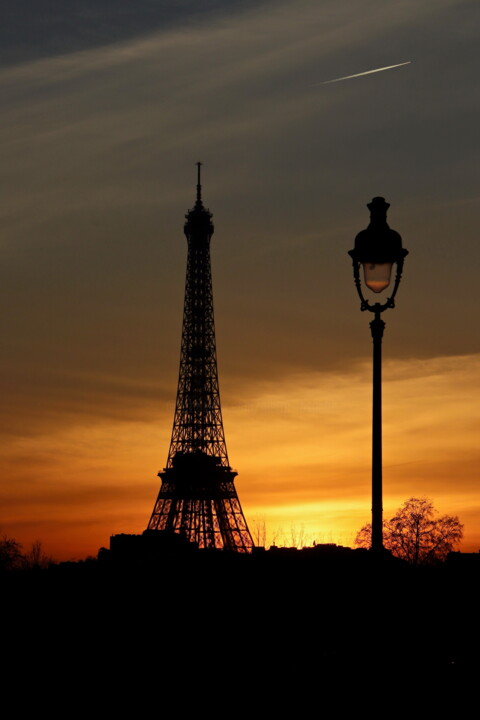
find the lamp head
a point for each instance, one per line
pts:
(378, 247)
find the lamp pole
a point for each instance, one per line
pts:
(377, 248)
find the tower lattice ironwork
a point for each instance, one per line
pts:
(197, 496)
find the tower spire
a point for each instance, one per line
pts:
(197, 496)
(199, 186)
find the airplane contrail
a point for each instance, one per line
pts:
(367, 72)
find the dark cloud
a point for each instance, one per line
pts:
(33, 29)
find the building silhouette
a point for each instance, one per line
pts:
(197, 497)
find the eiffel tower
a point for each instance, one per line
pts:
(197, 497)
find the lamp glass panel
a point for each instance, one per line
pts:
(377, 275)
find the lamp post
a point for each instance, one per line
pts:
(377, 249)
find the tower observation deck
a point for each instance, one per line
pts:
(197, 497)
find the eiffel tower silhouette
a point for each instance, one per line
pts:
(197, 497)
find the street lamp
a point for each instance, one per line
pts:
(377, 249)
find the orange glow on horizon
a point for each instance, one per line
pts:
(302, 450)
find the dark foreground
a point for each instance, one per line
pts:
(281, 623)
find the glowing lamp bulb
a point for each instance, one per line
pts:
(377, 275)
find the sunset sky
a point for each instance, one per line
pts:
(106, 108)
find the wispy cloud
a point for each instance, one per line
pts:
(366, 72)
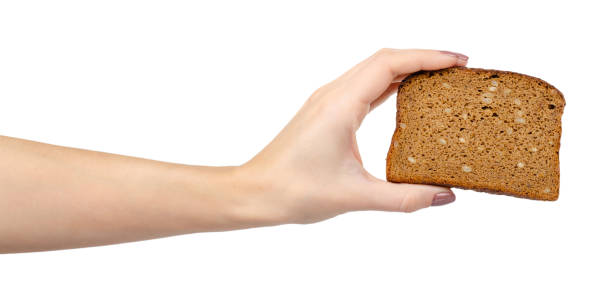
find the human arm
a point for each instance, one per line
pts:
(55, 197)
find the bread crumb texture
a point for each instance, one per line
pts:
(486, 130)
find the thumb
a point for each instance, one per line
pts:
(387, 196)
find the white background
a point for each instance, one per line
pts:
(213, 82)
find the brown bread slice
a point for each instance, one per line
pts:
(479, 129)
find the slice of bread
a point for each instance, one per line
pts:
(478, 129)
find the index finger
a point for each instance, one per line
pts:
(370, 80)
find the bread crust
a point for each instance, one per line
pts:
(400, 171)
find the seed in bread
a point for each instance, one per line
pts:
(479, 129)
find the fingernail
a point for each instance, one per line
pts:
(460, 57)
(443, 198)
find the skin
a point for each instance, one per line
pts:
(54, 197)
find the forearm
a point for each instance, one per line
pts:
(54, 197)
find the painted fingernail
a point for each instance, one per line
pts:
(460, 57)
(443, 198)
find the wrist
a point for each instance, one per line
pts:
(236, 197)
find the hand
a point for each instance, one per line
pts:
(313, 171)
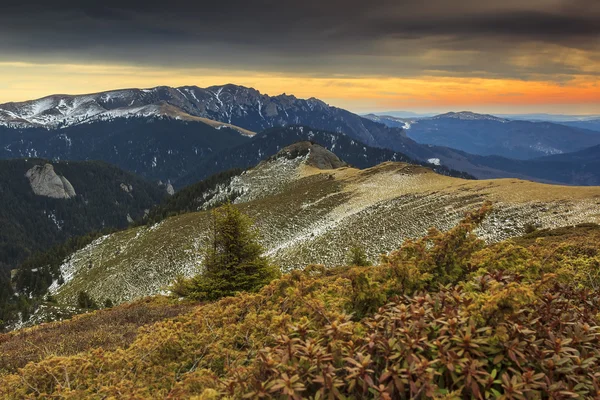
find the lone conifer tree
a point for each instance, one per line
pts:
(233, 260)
- - -
**WHAT IS EXPECTED:**
Print the records above exactly as they stand, but leave out the pictures.

**CORRECT RESPONSE:**
find the lamp head
a point for each instance, one per line
pts:
(378, 247)
find the lamp pole
a point for each instance, one per line
pts:
(377, 248)
find the tower lattice ironwork
a point for each instance, one per line
pts:
(197, 496)
find the tower spire
a point for each instance, one per line
pts:
(197, 496)
(199, 186)
find the airplane contrail
a point for each instance, one per line
pts:
(367, 72)
find the dark cloud
a point for each instance, one per line
pts:
(33, 29)
find the building silhouette
a point for each instance, one per line
pts:
(197, 497)
find the eiffel tower
a point for each instance, one per line
pts:
(197, 497)
find the lamp glass panel
a point for each instance, one per line
pts:
(377, 275)
find the lamp post
a point for each instance, one per line
pts:
(377, 249)
find the tower observation deck
a point for each instance, one per line
pts:
(197, 497)
find the eiffel tower silhouette
a point for each instance, one per line
pts:
(197, 497)
find the street lamp
a point for each instance, one per line
pts:
(377, 249)
find the orange glow on horizon
a point for each instance, one per line
pts:
(302, 450)
find the dark foreground
a point for each instance, one per line
pts:
(281, 623)
find the glowing lamp bulb
a point for each instance, one per line
pts:
(377, 275)
find the sunset sky
a point for each instance, one per line
pts:
(106, 108)
find the wispy cloud
a point for each instance, one per line
pts:
(366, 72)
find the human arm
a point for each instance, one per line
pts:
(55, 197)
find the bread crumb texture
a point for each instance, one per line
pts:
(486, 130)
find the thumb
a point for each instance, one per line
pts:
(387, 196)
find the white background
a point for each instance, one per line
pts:
(213, 82)
find the brown bread slice
a point for each instance, one per line
pts:
(479, 129)
find the slice of bread
a point for each instance, one per line
pts:
(478, 129)
find the index finger
a point for each instance, one per line
pts:
(370, 80)
find the bread crust
a point for each instance, one per line
pts:
(400, 171)
find the seed in bread
a point for each instance, one per line
pts:
(479, 129)
find the fingernail
a point for each instance, one per line
pts:
(460, 57)
(443, 198)
find the skin
a point for each instance, one per line
pts:
(54, 197)
find the forearm
a point for each instance, one per line
pts:
(54, 197)
find the painted fingernail
a point for each instance, one per line
pts:
(460, 57)
(443, 198)
find the wrist
a point for each instance, one per line
pts:
(236, 197)
find the hand
a point for each instance, one per line
pts:
(313, 171)
find the lone conifer tree
a point for each instance, one per line
pts:
(233, 260)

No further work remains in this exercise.